***** Document *****

# What is best way to wrap rope around exterior of raft?



## caverdan (Aug 27, 2004)

I use 1" tubular webbing instead of rope.


----------



## panicman (Apr 7, 2005)

I use 1 inch tubular webbing and then use like a 3 or 4 foot cam strap to connect the 2 ends together. That way I can easily remove it and also cinch it down tighter.


----------



## ShufflingCrew (Aug 17, 2018)

Panicman, I have the webbing and cam strap. Do you have any close up pics you can post of how you rigged your boat? Thanks.


----------



## GeoRon (Jun 24, 2015)

Personal preference.


----------



## GeoRon (Jun 24, 2015)

Webbing when wet lengthens. Hence, when rigging your webbing perimeter line it should be wet and pulled tight. One idea i've heard that sounded good was to string perimeter line when the boat is slightly deflated so that when inflated it is very tight.

The camstrap idea is good. I prefer to use a truckers cinch.

One thing I don't like is mooring line that they frequently recommend at stores. It picks up too much trash, sand and dirt. For that same reason I don't like to use it for my shore tie off line. It gets very nasty and when so it trashes your hands. But I guess I need to "harden the f up" as was suggested in another thread.

I suggest doing a hitch at each d-ring to eliminate as much as possible any slack. By that I mean that when you are grasping it for dear life that you are not finding yourself sloshing around two or three feet from the boat because you've pulled all of the slack to your local area. Holding a line that is tight to the boat helps you initially grab something higher on the boat or helps someone on the boat grab you.

I prefer bright colors so that it is obvious to a person in need.

The camstrap idea is good. I prefer to use a truckers cinch.


----------



## alibongo (May 14, 2009)

Webbing plus the below (twocam buckle):

https://www.amazon.com/Strapworks-Twocam-Double-Sided-No-Sew-Webbing/dp/B079FYQLLY


----------



## ShufflingCrew (Aug 17, 2018)

@Alibingo, thanks man. I am going to order that and give it a shot...


----------



## GeoRon (Jun 24, 2015)

Now that is one kool buckle. Never seen one. I'll order a few just to fiddle with it. There are likely many other applications.


----------



## carvedog (May 11, 2005)

alibongo said:


> Webbing plus the below (twocam buckle):
> 
> https://www.amazon.com/Strapworks-Twocam-Double-Sided-No-Sew-Webbing/dp/B079FYQLLY


Or you can go right to the source and keep the richest dude on the planet out of the loop. 
I guess he lost $48 billion recently so that might have knocked him back a bit. But after getting data storage contracts (or most) for the largest military industrial complex, and single source spender in the world, he will make it up shortly.


----------



## cupido76 (May 22, 2009)

The strapworks website has been a shadow of it's former self for a while now... I assumed they went out of business?


----------



## ozzmith (May 29, 2017)

*strapworks.com looks great and works perfectly*



cupido76 said:


> The strapworks website has been a shadow of it's former self for a while now... I assumed they went out of business?


Well you know what they say about assumptions: they make you look stupid and lazy. Still based out of Eugene, OR and still the best place to get all things rigging. If strapworks doesn't sell it stiches n stuff does.

***** Given entries *****

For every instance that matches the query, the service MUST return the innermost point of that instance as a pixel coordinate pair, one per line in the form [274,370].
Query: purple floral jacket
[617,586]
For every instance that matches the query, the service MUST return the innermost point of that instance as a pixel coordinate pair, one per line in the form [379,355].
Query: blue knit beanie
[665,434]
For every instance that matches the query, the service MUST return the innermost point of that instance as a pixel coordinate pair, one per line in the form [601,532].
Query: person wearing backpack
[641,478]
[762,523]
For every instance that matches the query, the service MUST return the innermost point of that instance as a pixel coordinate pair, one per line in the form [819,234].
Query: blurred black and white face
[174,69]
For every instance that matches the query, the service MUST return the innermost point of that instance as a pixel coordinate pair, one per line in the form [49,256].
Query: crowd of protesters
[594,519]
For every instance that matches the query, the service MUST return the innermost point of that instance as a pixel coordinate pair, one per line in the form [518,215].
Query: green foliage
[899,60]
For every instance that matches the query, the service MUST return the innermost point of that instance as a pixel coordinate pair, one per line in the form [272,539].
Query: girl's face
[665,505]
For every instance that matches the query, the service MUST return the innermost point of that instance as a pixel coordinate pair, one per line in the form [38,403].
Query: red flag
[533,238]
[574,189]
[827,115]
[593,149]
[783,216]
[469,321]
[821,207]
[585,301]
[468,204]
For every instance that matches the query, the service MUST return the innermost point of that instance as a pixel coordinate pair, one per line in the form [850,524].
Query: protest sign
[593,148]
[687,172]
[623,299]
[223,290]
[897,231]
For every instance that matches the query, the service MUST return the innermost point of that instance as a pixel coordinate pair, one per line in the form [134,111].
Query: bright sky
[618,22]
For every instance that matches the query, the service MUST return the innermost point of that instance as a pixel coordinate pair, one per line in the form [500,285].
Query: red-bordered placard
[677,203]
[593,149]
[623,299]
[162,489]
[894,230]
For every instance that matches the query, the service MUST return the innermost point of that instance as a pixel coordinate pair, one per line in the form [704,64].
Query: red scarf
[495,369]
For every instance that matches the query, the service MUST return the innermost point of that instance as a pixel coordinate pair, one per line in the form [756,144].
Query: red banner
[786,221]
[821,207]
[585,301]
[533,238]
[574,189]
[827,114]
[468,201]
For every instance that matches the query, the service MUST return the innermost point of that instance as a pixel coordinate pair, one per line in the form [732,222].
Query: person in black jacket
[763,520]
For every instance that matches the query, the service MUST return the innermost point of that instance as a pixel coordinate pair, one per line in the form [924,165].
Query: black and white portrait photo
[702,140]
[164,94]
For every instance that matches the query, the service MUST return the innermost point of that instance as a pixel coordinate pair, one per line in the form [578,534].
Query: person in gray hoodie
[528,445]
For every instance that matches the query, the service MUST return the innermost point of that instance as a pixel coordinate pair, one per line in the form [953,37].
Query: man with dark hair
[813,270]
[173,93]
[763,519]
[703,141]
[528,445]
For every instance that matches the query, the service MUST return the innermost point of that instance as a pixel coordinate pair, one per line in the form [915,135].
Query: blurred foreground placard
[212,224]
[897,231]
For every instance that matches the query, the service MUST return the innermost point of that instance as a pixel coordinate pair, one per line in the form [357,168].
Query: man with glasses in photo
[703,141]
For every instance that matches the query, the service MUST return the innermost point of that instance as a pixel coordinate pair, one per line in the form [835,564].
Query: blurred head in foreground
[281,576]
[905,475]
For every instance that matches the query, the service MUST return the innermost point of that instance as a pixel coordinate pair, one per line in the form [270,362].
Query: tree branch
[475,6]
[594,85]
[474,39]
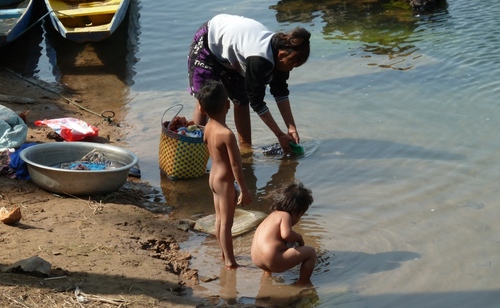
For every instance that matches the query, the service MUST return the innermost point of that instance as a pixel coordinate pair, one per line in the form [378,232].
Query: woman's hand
[284,141]
[244,198]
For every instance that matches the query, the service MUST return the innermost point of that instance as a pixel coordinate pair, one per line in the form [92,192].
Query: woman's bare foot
[232,266]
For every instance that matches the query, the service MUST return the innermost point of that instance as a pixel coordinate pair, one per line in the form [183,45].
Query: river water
[399,113]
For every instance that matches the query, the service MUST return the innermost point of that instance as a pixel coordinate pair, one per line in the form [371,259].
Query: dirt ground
[115,250]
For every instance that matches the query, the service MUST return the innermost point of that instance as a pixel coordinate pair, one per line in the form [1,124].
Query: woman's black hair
[293,199]
[296,44]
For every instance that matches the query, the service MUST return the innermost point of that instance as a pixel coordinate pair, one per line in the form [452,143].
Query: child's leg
[305,255]
[224,222]
[217,223]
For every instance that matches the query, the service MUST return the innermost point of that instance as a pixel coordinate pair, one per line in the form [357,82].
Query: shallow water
[403,113]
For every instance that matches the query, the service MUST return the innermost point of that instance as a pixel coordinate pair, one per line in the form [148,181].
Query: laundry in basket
[182,152]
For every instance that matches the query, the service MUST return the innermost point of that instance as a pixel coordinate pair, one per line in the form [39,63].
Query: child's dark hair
[293,199]
[212,97]
[296,44]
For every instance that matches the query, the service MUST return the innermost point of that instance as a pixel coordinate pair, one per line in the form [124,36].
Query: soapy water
[267,148]
[89,166]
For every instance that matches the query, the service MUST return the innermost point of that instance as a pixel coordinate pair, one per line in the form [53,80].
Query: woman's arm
[286,113]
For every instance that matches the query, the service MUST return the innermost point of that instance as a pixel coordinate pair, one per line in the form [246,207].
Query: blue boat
[15,18]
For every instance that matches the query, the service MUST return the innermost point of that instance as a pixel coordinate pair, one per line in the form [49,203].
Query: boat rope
[33,24]
[106,115]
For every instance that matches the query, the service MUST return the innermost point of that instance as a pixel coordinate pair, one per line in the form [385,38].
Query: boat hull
[15,20]
[86,21]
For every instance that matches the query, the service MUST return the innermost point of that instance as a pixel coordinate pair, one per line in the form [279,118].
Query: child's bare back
[276,247]
[226,165]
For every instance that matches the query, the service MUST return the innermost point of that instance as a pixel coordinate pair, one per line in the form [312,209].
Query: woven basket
[180,156]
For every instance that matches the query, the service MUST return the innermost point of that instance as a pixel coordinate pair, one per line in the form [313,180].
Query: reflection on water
[102,71]
[23,54]
[380,27]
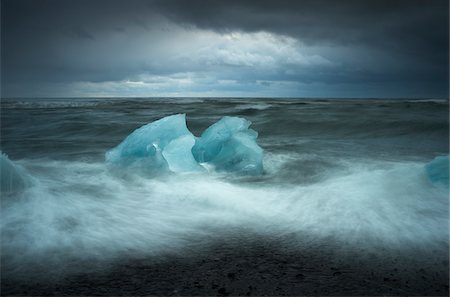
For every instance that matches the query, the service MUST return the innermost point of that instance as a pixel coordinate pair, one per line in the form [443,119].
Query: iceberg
[157,146]
[167,145]
[12,177]
[229,145]
[438,170]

*****

Could you go on with the raft perimeter line thread from the point where it stops?

Task answer =
https://www.strapworks.com/ProductDetails.asp?ProductCode=2CAM


----------



## cupido76 (May 22, 2009)

ozzmith said:


> Well you know what they say about assumptions: they make you look stupid and lazy. Still based out of Eugene, OR and still the best place to get all things rigging. If strapworks doesn't sell it stiches n stuff does.
> 
> 
> 
> https://www.strapworks.com/ProductDetails.asp?ProductCode=2CAM


Haha... wasn't an assumption, I went to the website and everything was empty links... but thanks for that link... I'll check it out. [emoji1]


----------



## carvedog (May 11, 2005)

ozzmith said:


> Well you know what they say about assumptions: they make you look stupid and lazy. Still based out of Eugene, OR and still the best place to get all things rigging. If strapworks doesn't sell it stiches n stuff does.
> 
> https://www.strapworks.com/ProductDetails.asp?ProductCode=2CAM


I guess I forgot to post the link. Thanks. Not sure cupido, I go on there all the time and the code seems to be older than Mtn Buzz code but it works for me. Maybe that is some new 'tariff'...not having access to the good stuff. If so I apologize on behalf of my country.


----------



## cupido76 (May 22, 2009)

carvedog said:


> I guess I forgot to post the link. Thanks. Not sure cupido, I go on there all the time and the code seems to be older than Mtn Buzz code but it works for me. Maybe that is some new 'tariff'...not having access to the good stuff. If so I apologize on behalf of my country.


Lol... apology accepted. [emoji6]

I don't recall needing a code to shop there when I've made purchases in the past and the website had a totally different feel.

Do they still sell straps and I need some code to see them on the site? I'm in the market for more straps right now.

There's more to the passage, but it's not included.